#### WHAT TO WORK ON:
Render the items below as a Markdown table with the columns Row and Line. Number each row and omit blank lines.

#### RECORDS TO PROCESS:
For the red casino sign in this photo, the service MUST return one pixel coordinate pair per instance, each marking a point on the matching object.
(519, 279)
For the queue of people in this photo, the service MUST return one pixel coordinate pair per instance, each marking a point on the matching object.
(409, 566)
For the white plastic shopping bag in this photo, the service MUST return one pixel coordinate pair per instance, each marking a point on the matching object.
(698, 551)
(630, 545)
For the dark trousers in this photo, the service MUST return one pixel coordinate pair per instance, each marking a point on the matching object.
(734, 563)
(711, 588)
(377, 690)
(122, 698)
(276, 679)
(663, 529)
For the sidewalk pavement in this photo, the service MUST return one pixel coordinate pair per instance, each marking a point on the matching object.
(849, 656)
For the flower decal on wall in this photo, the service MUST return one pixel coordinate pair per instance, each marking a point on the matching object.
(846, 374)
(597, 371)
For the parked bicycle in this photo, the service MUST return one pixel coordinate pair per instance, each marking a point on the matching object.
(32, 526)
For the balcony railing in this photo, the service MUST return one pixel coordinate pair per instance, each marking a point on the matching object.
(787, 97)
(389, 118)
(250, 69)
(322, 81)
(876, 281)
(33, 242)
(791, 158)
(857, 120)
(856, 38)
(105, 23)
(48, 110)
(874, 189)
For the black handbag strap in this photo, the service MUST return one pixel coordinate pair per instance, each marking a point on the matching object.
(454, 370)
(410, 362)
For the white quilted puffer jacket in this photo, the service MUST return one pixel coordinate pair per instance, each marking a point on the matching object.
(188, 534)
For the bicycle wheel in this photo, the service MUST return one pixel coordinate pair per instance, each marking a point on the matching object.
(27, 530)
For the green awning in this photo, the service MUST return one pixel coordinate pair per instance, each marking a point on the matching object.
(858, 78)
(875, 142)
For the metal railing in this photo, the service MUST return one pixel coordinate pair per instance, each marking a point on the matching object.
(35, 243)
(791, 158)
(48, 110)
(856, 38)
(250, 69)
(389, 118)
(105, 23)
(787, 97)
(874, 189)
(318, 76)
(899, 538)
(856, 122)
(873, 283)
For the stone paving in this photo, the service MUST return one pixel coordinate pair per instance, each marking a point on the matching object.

#### FINISHED EXERCISE:
| Row | Line |
|---|---|
| 1 | For the red casino sign in this photo, the service MUST return one pixel coordinate pair per instance, each marking a point on the matching object. |
| 2 | (519, 279) |
| 3 | For the queue of people in this photo, the service MUST return one pixel coordinate pair per instance, each marking a point on the matching object. |
| 4 | (409, 566) |
| 5 | For the white plastic shopping bag in this photo, the service MUST return one pixel coordinate pair per instance, each marking a point on the matching object. |
| 6 | (698, 551) |
| 7 | (630, 545) |
| 8 | For the dark trousers in this photo, the service MUST return one pixel coordinate pair per instance, each marking a point on the matching object. |
| 9 | (734, 563) |
| 10 | (711, 588) |
| 11 | (377, 690) |
| 12 | (122, 698) |
| 13 | (276, 679) |
| 14 | (663, 529) |
| 15 | For the sidewalk pavement in this photo, the service MUST return one pixel coordinate pair per instance, each marking a point on the matching object. |
| 16 | (849, 656) |
| 17 | For the flower decal on wall in this photo, the service MUST return one pixel coordinate pair per instance, each marking a point on the matching object. |
| 18 | (846, 374) |
| 19 | (597, 371) |
| 20 | For the parked bicycle in this photo, the service MUST return one pixel coordinate pair per instance, each marking a point on the matching object. |
| 21 | (32, 526) |
| 22 | For the balcony railing in this photo, the service MUST return one pixel coordinate pair per instance, each marking a point on the matching object. |
| 23 | (787, 97) |
| 24 | (389, 118) |
| 25 | (250, 69) |
| 26 | (322, 81) |
| 27 | (876, 281) |
| 28 | (33, 242) |
| 29 | (791, 158) |
| 30 | (857, 120) |
| 31 | (856, 38) |
| 32 | (105, 23) |
| 33 | (48, 110) |
| 34 | (874, 189) |
| 35 | For the black handbag strap in this photo, the service MUST return one pixel coordinate pair per instance, each marking a point on the matching object. |
| 36 | (454, 370) |
| 37 | (410, 362) |
| 38 | For the white quilted puffer jacket in this photo, the service MUST return one pixel coordinate pair per instance, each marking a point on the matching object. |
| 39 | (188, 534) |
| 40 | For the bicycle wheel in this photo, the service MUST return one pixel coordinate pair per instance, each marking a point on the matching object. |
| 41 | (27, 530) |
| 42 | For the green awning in this photo, the service MUST return one pixel coordinate pair per instance, each marking a point on the matching object. |
| 43 | (858, 78) |
| 44 | (875, 142) |
| 45 | For the metal railing in this photo, the service MUST return one pixel coordinate pair per instance, each marking a point on the matching object. |
| 46 | (35, 243) |
| 47 | (791, 158) |
| 48 | (48, 110) |
| 49 | (856, 38) |
| 50 | (250, 69) |
| 51 | (389, 118) |
| 52 | (105, 23) |
| 53 | (787, 97) |
| 54 | (874, 189) |
| 55 | (318, 76) |
| 56 | (899, 538) |
| 57 | (856, 122) |
| 58 | (873, 283) |
| 59 | For the stone paving in this photo, the service MUST return one pixel coordinate pair per instance, each marking a point on the matching object. |